Provided records =
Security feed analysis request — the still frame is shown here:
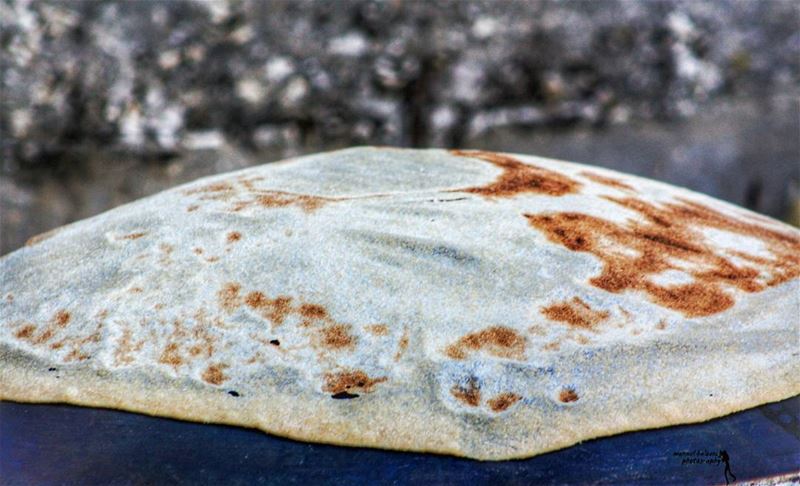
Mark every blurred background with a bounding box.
[0,0,800,254]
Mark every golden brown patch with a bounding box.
[450,376,481,407]
[31,327,55,344]
[445,326,527,360]
[366,324,389,336]
[486,392,522,413]
[184,182,233,194]
[245,291,292,324]
[394,329,408,361]
[580,171,635,191]
[203,363,228,385]
[53,309,72,327]
[158,343,183,368]
[299,304,328,319]
[25,228,61,246]
[541,297,608,330]
[14,324,36,340]
[217,282,242,313]
[319,324,356,350]
[64,349,90,361]
[114,327,133,366]
[525,197,800,317]
[450,150,581,198]
[322,370,388,395]
[542,341,561,351]
[255,191,331,213]
[558,388,579,403]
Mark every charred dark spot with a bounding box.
[450,150,581,198]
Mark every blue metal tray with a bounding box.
[0,396,800,485]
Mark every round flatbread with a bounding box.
[0,148,800,460]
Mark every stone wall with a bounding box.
[0,0,800,166]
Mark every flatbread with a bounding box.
[0,148,800,460]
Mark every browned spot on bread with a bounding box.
[14,324,36,340]
[445,326,526,360]
[542,341,561,351]
[64,349,90,361]
[322,370,388,394]
[299,304,328,319]
[217,282,242,313]
[450,150,581,198]
[486,392,522,413]
[25,228,61,246]
[158,343,183,368]
[450,376,481,407]
[319,324,356,350]
[366,324,389,336]
[394,329,408,361]
[184,182,233,194]
[53,309,72,327]
[114,327,133,366]
[525,197,800,317]
[541,297,608,330]
[256,191,330,213]
[558,388,579,403]
[203,363,228,385]
[31,327,55,344]
[245,291,292,324]
[580,171,635,191]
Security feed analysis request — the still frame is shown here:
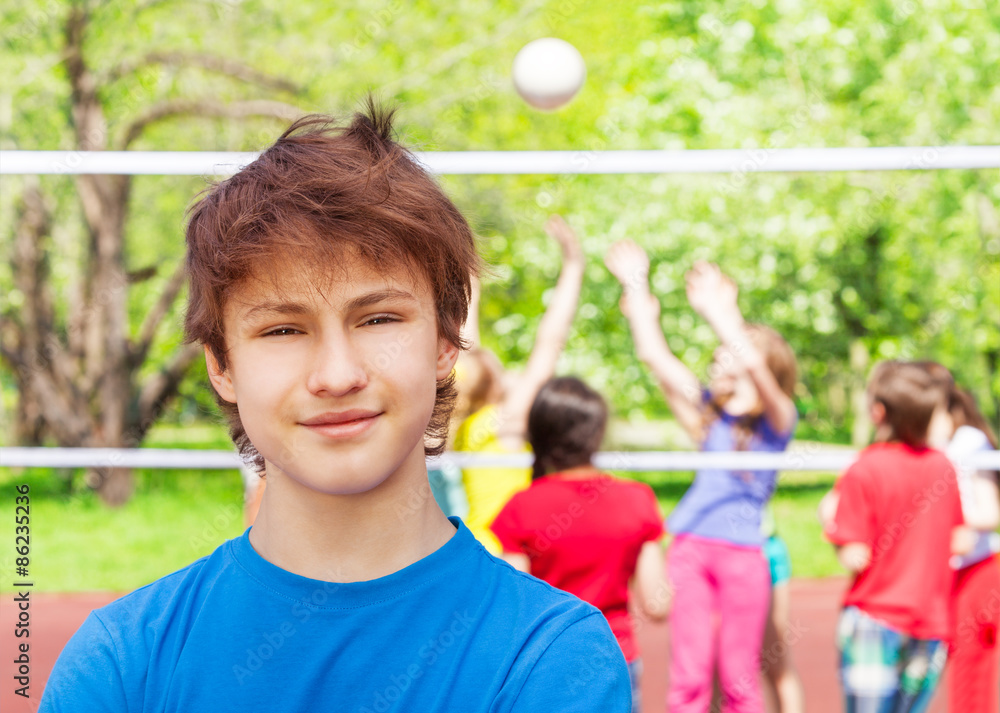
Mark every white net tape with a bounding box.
[0,446,1000,472]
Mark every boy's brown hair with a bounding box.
[868,361,947,448]
[184,98,480,473]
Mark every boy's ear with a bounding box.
[437,337,459,381]
[204,344,236,404]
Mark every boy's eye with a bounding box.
[363,314,399,325]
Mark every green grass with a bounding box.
[0,426,843,592]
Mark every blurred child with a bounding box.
[606,241,797,713]
[824,362,962,713]
[930,386,1000,713]
[40,103,630,713]
[492,377,669,713]
[454,216,585,554]
[761,513,805,713]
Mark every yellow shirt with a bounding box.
[454,406,531,555]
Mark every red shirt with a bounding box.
[825,443,963,640]
[491,472,663,661]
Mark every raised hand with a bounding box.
[545,215,583,261]
[604,240,649,292]
[684,260,739,322]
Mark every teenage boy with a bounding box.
[824,362,962,713]
[42,104,630,713]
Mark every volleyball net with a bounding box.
[0,146,1000,176]
[0,444,1000,472]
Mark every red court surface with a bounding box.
[0,579,946,713]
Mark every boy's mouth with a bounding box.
[299,409,382,438]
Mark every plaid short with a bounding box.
[837,607,948,713]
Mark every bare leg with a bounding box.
[760,582,805,713]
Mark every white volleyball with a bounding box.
[511,37,587,111]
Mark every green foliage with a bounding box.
[0,0,1000,440]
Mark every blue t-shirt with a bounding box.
[667,404,795,547]
[40,519,631,713]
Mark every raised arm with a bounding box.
[604,240,704,445]
[634,542,674,621]
[686,261,795,433]
[497,215,585,439]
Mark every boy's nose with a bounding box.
[306,338,368,396]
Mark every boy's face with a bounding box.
[206,256,458,495]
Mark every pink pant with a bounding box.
[667,535,771,713]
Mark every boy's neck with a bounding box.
[250,448,455,583]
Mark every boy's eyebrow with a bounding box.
[243,302,309,319]
[345,288,417,312]
[243,289,417,319]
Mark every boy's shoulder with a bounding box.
[43,521,628,711]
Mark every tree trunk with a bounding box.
[850,339,872,448]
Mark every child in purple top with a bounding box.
[606,241,797,713]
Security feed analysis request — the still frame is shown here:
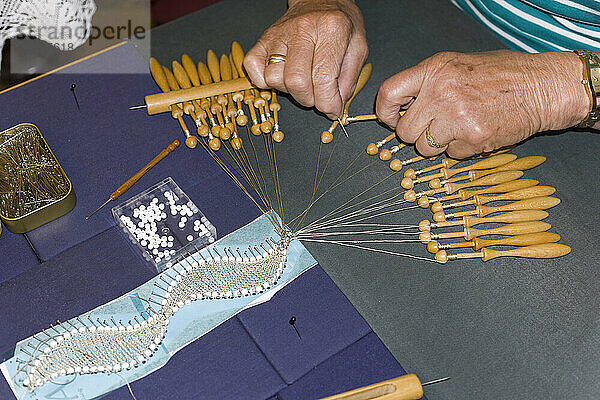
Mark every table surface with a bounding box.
[135,0,600,399]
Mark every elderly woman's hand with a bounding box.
[376,51,590,158]
[244,0,368,119]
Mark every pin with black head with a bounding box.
[71,83,81,111]
[290,315,302,339]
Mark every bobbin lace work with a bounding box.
[0,0,96,66]
[15,239,289,391]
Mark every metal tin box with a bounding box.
[0,123,77,233]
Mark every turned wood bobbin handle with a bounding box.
[198,61,212,85]
[219,54,233,81]
[150,57,171,93]
[344,63,373,115]
[454,179,540,201]
[110,140,179,200]
[481,243,571,261]
[181,54,200,86]
[443,154,517,179]
[465,221,551,240]
[206,50,221,83]
[479,197,560,217]
[475,186,556,204]
[473,232,560,250]
[321,374,423,400]
[471,156,546,179]
[446,171,523,194]
[171,61,192,89]
[231,42,246,78]
[463,210,550,226]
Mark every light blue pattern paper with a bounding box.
[0,215,317,400]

Goal =
Rewrite the lines from the one with "Mark every volleyball" up to and including the one with "[837,607,948,713]" as a numbered list, leaving out any blank lines.

Solution =
1. Mark every volleyball net with a bounding box.
2. [0,146,1000,176]
3. [0,444,1000,472]
4. Mark every red court surface with a bounding box.
5. [0,579,946,713]
6. Mark every boy's mouth with a bounding box.
7. [299,409,382,438]
8. Mark every plaid short with a bounding box.
9. [837,607,948,713]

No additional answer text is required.